* [ЗАДАНИЕ 1]
Процитируйте дословно отрывок из интервью о пытках в колониях, начиная со слов «Случившееся в Саратове» и заканчивая словами «по одной статье.» включительно.

«В Саратове пытали в больнице — там всегда можно объявить карантин». Член СПЧ Игорь Каляпин
Где еще пытали заключенных
— Вы ранее сталкивались с пытками в тюремных больницах? Как вы прокомментируете происходящее в Саратовской области?
— Мы сталкивались не сказать, чтобы с пытками, но с различными жалобами. Жалобы на незаконное насилие и пытки у нас были не из тюремной больницы, а из так называемой туберкулезной колонии.
Случившееся в Саратове — это не нонсенс для России, но и не обыденность.
В материалах нашей небольшой правозащитной организации есть четыре доказанных случая, когда осужденных в колониях пытали.
В колонии в Оренбурге начальник и замначальника колонии приказали одним заключенным насиловать другого, снимали на видео и в процессе объясняли осужденному: «У нас теперь есть видео, как тебя опускают. Будешь плохо себя вести — покажем всем в колонии и выложим в интернет». Эти факты установлены, вынесен приговор. Начальников, которые организовали пытки, осудили по статьям о превышении должностных полномочий и принудительных действиях сексуального характера. Заключенные, которые непосредственно изнасилованием занимались, осуждены только по одной статье.
Аналогичная ситуация с систематическими пытками у нас была в нижегородской колонии №14. Это была пыточная колония, о которой все знали. Осужденных туда специально переводили для того, чтобы сломать, и колонии этой боялись, как огня (в Нижегородской области идет судебный процесс по факту гибели заключенного Александра Калякина в исправительной колонии №14 в 2012 году. — Прим. ред.).
Третья пыточная колония в Ангарске: там тоже были пытки, избиения и сексуальное насилие, а сейчас идет следствие. И вот Областная туберкулезная больница №1 в Саратове.
— Какие еще проблемы есть в тюремных больницах и колониях, кроме пыток?
— Проблем там очень много, начиная с неприемлемых бытовых условий содержания. Буквально на прошлой неделе я был в одной из колоний, где стекла в спальных помещениях состоят из кусочков, склеенных скотчем. Не окна, а витражи какие-то! Реально холодно, когда наступает зима, и люди говорят, что они так живут уже второй год. Оконное стекло стоит копейки, и я не понимаю, чем можно объяснить такое раздолбайство со стороны администрации.

[Записи разметки положений]
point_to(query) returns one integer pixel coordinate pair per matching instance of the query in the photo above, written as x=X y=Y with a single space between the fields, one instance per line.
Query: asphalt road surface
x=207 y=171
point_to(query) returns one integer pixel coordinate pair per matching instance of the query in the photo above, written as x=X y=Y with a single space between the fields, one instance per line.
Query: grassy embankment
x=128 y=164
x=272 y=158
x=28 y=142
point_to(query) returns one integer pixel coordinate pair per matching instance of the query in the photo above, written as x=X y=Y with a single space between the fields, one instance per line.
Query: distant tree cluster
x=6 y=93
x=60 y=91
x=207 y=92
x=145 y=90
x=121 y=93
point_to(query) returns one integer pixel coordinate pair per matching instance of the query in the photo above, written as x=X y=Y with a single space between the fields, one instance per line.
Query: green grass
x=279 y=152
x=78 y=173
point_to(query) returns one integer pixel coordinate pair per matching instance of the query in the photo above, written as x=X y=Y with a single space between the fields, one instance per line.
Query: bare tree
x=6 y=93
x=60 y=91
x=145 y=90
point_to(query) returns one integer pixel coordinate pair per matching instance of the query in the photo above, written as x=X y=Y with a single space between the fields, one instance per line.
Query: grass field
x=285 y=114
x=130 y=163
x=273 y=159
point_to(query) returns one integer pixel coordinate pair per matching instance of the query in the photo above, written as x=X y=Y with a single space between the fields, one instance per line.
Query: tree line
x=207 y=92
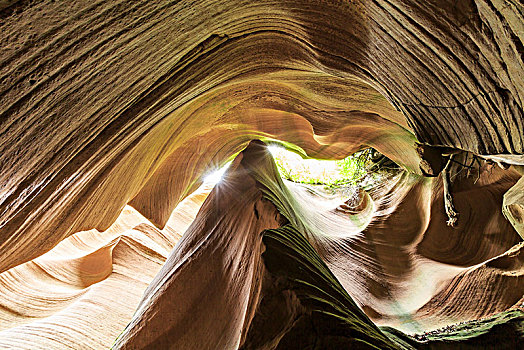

* [ЗАДАНИЕ 2]
Оформите строки всех записей выше в виде нумерованного списка, пропустив пустые строки. Изображения в ответ не включайте.

* [ПОЛНЫЙ ОТВЕТ 1]
Случившееся в Саратове — это не нонсенс для России, но и не обыденность.
В материалах нашей небольшой правозащитной организации есть четыре доказанных случая, когда осужденных в колониях пытали.
В колонии в Оренбурге начальник и замначальника колонии приказали одним заключенным насиловать другого, снимали на видео и в процессе объясняли осужденному: «У нас теперь есть видео, как тебя опускают. Будешь плохо себя вести — покажем всем в колонии и выложим в интернет». Эти факты установлены, вынесен приговор. Начальников, которые организовали пытки, осудили по статьям о превышении должностных полномочий и принудительных действиях сексуального характера. Заключенные, которые непосредственно изнасилованием занимались, осуждены только по одной статье.

* [ПОЛНЫЙ ОТВЕТ 2]
1. point_to(query) returns one integer pixel coordinate pair per matching instance of the query in the photo above, written as x=X y=Y with a single space between the fields, one instance per line.
2. Query: asphalt road surface
3. x=207 y=171
4. point_to(query) returns one integer pixel coordinate pair per matching instance of the query in the photo above, written as x=X y=Y with a single space between the fields, one instance per line.
5. Query: grassy embankment
6. x=128 y=164
7. x=272 y=158
8. x=28 y=142
9. point_to(query) returns one integer pixel coordinate pair per matching instance of the query in the photo above, written as x=X y=Y with a single space between the fields, one instance per line.
10. Query: distant tree cluster
11. x=6 y=93
12. x=60 y=91
13. x=207 y=92
14. x=145 y=90
15. x=121 y=93
16. point_to(query) returns one integer pixel coordinate pair per matching instance of the query in the photo above, written as x=X y=Y with a single space between the fields, one instance per line.
17. Query: green grass
18. x=279 y=152
19. x=78 y=173
20. point_to(query) returns one integer pixel coordinate pair per matching instance of the query in the photo above, written as x=X y=Y with a single space between the fields, one instance per line.
21. Query: bare tree
22. x=6 y=93
23. x=60 y=91
24. x=145 y=90
25. point_to(query) returns one integer pixel coordinate pair per matching instance of the query in the photo above, written as x=X y=Y with a single space between the fields, one instance per line.
26. Query: grass field
27. x=285 y=114
28. x=130 y=163
29. x=273 y=159
30. point_to(query) returns one integer pixel coordinate pair per matching instance of the query in the photo above, written as x=X y=Y with a single space between the fields, one instance per line.
31. Query: tree line
32. x=207 y=92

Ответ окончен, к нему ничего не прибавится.